**TASK PROMPT**
In the entries below, find the line containing "Locate the groom in". Copy it and all lines after it, exactly, through the end.

(Point labeling examples)
########

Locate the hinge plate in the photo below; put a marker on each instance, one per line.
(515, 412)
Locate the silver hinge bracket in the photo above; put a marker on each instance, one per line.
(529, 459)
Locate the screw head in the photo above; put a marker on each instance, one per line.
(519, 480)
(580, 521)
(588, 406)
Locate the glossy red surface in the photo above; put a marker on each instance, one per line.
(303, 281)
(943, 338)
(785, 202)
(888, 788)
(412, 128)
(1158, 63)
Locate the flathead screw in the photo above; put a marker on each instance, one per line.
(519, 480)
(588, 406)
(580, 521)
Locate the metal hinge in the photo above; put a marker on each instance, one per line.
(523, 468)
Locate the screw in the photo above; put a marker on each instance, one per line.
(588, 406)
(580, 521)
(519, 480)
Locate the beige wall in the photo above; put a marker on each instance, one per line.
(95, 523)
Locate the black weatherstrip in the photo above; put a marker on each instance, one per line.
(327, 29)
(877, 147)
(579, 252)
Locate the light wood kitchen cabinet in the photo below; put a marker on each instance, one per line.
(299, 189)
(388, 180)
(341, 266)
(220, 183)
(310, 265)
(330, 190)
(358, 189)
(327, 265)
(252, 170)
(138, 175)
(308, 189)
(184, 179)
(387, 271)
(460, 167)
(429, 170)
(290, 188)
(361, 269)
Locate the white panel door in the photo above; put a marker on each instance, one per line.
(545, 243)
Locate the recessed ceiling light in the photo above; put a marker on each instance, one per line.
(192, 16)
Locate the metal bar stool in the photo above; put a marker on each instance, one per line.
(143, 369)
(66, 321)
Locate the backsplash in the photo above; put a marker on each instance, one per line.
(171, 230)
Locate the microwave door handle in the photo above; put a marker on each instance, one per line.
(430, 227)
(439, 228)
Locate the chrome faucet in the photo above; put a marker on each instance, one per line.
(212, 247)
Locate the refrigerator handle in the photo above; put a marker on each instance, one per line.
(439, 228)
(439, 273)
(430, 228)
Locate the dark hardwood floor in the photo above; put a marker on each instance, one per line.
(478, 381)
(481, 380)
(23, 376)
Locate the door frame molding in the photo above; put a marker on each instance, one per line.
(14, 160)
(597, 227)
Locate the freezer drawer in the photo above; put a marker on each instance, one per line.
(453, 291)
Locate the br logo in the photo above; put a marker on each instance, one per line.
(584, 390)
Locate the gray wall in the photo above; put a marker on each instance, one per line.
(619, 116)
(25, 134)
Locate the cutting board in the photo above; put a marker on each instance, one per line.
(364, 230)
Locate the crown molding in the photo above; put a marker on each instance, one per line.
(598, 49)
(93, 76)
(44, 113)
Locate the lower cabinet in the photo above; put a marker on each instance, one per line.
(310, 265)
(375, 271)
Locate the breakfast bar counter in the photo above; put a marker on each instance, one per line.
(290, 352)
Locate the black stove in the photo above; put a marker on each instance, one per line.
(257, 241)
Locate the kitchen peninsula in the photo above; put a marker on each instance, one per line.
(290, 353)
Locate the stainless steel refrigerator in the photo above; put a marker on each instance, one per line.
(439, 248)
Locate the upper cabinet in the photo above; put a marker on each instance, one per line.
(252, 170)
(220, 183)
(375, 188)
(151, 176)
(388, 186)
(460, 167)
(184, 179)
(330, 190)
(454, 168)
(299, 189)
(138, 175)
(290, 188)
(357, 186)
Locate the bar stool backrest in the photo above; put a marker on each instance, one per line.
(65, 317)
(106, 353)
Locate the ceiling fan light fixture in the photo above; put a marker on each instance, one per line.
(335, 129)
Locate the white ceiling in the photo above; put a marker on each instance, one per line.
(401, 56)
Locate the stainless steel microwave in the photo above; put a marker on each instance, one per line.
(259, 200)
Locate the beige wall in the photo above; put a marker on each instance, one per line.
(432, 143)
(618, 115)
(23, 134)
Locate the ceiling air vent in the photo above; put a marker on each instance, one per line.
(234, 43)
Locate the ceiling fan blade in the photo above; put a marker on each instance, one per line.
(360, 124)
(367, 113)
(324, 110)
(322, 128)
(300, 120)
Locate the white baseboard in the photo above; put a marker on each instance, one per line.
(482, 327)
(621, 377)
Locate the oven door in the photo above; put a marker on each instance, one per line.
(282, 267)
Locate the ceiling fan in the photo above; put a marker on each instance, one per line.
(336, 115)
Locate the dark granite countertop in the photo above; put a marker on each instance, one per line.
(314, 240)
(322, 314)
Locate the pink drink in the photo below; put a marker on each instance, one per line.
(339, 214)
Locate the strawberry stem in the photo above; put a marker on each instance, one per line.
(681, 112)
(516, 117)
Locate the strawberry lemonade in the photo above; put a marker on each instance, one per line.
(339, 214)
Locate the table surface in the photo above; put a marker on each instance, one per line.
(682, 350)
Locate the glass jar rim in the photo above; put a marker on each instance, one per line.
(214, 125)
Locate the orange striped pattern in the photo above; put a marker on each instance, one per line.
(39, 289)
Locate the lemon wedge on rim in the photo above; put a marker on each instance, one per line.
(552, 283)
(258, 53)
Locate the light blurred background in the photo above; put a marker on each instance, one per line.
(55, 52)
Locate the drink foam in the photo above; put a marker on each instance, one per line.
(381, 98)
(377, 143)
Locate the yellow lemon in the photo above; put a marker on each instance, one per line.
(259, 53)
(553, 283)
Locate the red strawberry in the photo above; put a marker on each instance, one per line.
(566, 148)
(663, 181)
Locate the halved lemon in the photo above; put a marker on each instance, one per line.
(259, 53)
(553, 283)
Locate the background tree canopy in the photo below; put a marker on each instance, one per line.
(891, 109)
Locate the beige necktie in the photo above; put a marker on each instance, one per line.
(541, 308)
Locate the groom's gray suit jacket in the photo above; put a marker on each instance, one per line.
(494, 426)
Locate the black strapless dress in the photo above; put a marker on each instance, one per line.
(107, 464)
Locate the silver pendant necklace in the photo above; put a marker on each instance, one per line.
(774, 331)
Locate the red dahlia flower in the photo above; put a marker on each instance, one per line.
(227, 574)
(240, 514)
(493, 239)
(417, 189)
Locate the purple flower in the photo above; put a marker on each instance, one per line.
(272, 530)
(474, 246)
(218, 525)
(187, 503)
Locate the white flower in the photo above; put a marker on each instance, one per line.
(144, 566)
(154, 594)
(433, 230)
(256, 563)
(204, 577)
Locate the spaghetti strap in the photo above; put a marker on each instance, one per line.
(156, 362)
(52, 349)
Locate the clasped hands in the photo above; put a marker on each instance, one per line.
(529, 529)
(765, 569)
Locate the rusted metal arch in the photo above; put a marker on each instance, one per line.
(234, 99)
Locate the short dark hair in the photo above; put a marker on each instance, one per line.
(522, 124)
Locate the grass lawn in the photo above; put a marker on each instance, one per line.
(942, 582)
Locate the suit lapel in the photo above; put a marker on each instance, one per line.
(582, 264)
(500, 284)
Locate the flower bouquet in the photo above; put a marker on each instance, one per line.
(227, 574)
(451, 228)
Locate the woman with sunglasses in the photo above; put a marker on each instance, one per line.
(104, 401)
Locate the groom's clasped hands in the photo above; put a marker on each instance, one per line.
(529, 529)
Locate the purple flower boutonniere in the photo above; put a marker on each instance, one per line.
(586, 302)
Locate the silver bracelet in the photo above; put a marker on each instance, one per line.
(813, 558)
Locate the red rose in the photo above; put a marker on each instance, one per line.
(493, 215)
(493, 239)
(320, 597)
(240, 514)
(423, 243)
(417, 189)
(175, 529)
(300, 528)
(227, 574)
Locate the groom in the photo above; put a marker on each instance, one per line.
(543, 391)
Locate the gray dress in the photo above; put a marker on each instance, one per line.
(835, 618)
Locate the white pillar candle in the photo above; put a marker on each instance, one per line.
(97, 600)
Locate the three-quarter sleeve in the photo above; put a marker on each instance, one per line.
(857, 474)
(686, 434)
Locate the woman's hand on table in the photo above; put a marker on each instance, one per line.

########

**WRITTEN RESPONSE**
Locate the groom in the photo above; put a marker on each instance, one per line.
(543, 391)
Locate the gray dress in the photo above; put a marker on each instance, one per line.
(835, 618)
Locate the white pillar candle in the photo above; put a marker on each instance, one per line.
(97, 600)
Locate the three-quarter sleeve in the photo above; put a marker on each instance, one per line.
(857, 474)
(686, 434)
Locate the woman's hand on table in the photo above; put a marker on each instance, one per line.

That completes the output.